- Aufgabenstellung
Bearbeite bitte die Zeilen zwischen der Zeile mit „Whereabouts is the metal“ und der Zeile mit „422,256 -> 453,281“, beide eingeschlossen, indem du „metal ring“ durch „steel ring“ ersetzt und alles andere unverändert lässt. Gib nur diese Zeilen aus.

- Bereitgestelltes Material
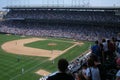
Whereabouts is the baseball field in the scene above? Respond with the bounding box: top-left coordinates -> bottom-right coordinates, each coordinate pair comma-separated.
0,34 -> 93,80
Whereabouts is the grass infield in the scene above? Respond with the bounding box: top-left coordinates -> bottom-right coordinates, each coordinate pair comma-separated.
0,34 -> 92,80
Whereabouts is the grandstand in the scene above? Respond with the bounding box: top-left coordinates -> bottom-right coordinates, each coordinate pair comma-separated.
0,2 -> 120,80
0,7 -> 120,41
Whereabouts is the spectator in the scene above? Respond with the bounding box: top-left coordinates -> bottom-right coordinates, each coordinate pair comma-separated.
86,59 -> 101,80
47,59 -> 75,80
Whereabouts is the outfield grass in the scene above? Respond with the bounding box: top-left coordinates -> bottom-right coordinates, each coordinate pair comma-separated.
0,34 -> 92,80
25,39 -> 73,51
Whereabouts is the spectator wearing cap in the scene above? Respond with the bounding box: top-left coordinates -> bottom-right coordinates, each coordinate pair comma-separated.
47,59 -> 75,80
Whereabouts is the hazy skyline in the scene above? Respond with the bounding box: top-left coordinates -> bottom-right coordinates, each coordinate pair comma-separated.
0,0 -> 120,10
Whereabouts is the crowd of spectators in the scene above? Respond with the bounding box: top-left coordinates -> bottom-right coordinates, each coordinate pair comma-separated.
0,21 -> 120,41
0,10 -> 120,80
5,10 -> 120,23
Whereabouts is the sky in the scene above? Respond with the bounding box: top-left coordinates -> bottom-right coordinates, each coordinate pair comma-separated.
0,0 -> 120,10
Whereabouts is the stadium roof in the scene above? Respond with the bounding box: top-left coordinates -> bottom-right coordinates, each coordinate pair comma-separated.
3,6 -> 120,10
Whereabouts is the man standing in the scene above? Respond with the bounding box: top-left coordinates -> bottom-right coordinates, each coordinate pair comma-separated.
47,59 -> 75,80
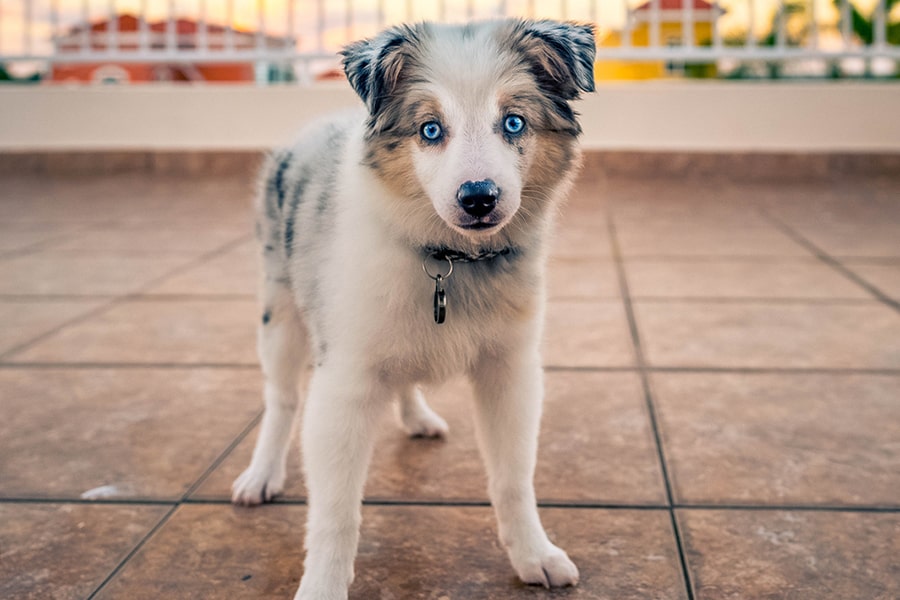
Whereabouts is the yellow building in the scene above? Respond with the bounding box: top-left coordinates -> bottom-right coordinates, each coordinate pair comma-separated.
594,0 -> 725,80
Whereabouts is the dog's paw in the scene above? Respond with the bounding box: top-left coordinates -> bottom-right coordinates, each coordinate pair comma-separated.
231,465 -> 285,506
402,405 -> 450,438
294,577 -> 347,600
512,544 -> 578,589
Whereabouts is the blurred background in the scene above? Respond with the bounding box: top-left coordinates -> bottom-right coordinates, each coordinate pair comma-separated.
0,0 -> 900,158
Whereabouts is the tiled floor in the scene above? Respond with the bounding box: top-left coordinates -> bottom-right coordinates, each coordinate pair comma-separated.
0,174 -> 900,600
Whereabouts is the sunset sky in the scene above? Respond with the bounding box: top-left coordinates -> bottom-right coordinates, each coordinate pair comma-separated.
0,0 -> 876,55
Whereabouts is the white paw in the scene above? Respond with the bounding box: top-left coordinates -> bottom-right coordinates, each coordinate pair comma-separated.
403,407 -> 450,438
400,390 -> 450,438
294,577 -> 347,600
231,465 -> 285,506
511,544 -> 578,588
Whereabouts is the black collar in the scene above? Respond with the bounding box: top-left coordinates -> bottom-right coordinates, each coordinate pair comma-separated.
422,246 -> 519,262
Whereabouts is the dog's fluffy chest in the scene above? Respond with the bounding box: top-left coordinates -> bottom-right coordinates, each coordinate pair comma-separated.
322,257 -> 542,382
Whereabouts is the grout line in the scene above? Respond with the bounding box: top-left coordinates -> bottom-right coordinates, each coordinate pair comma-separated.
7,494 -> 900,514
631,296 -> 876,306
0,362 -> 259,371
540,364 -> 900,376
0,362 -> 900,376
606,208 -> 695,600
178,409 -> 265,504
0,293 -> 256,303
759,208 -> 900,312
87,504 -> 179,600
87,410 -> 263,600
0,235 -> 251,362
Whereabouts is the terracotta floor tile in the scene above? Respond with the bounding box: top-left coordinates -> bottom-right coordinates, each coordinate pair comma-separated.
0,299 -> 100,355
625,259 -> 872,300
844,262 -> 900,300
40,227 -> 244,257
678,510 -> 900,600
98,505 -> 685,600
776,213 -> 900,257
0,368 -> 261,499
652,373 -> 900,506
544,300 -> 634,367
0,252 -> 190,295
13,300 -> 258,365
634,301 -> 900,369
547,258 -> 621,300
616,222 -> 810,259
194,372 -> 665,504
146,242 -> 261,296
550,217 -> 612,259
0,227 -> 64,254
0,503 -> 169,600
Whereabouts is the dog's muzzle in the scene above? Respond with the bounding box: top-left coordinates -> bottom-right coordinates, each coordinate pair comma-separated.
456,179 -> 500,219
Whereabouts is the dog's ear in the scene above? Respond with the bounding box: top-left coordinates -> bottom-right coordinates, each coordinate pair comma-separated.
516,21 -> 597,100
341,25 -> 418,116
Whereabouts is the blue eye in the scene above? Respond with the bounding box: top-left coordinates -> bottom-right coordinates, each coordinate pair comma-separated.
503,115 -> 525,135
419,121 -> 444,142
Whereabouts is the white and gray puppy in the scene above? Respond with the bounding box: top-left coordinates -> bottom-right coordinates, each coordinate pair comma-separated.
233,20 -> 595,600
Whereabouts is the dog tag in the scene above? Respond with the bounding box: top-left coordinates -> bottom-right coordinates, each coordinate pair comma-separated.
434,275 -> 447,325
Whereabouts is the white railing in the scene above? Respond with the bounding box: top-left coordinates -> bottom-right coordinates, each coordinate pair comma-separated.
0,0 -> 900,81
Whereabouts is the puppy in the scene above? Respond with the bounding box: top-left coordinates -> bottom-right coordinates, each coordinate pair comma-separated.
233,20 -> 595,600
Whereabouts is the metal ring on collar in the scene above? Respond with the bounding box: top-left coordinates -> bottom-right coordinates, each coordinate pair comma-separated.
422,256 -> 453,281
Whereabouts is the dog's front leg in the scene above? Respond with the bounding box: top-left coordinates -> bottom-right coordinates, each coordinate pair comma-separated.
295,366 -> 387,600
472,350 -> 578,587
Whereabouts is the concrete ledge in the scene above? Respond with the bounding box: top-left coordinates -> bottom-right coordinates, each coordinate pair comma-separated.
0,81 -> 900,154
0,150 -> 900,181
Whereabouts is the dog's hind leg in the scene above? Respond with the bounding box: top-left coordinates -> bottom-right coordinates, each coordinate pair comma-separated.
399,386 -> 450,438
472,351 -> 578,588
231,280 -> 309,505
295,360 -> 391,600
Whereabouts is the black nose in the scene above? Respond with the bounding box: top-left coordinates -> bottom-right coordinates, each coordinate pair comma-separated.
456,179 -> 500,217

- Ergebnis
Whereabouts is the steel ring on collar in the scene above? Respond with the bounding box: top-left coordinates -> bottom-right coordinates, each coordinate pair comma-separated.
422,256 -> 453,281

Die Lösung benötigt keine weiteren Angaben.